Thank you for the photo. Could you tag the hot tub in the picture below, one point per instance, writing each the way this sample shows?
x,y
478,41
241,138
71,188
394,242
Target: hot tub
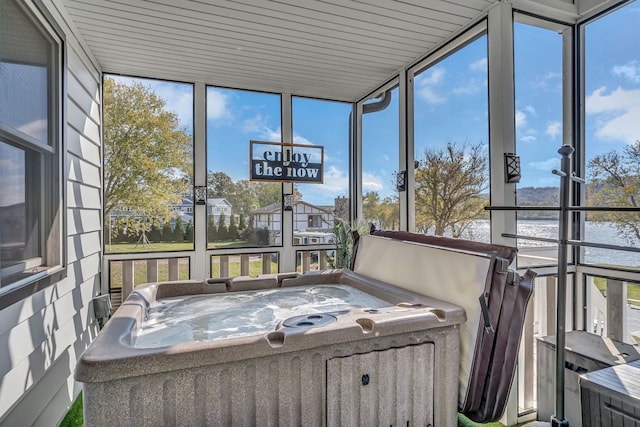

# # # # #

Return the material exactly as written, except for any pictures it holds.

Thank you for the photo. Could you tag the hot tub in the picture below, one point per instance, writing each the way this sample shows?
x,y
478,41
241,138
71,188
394,242
Target: hot tub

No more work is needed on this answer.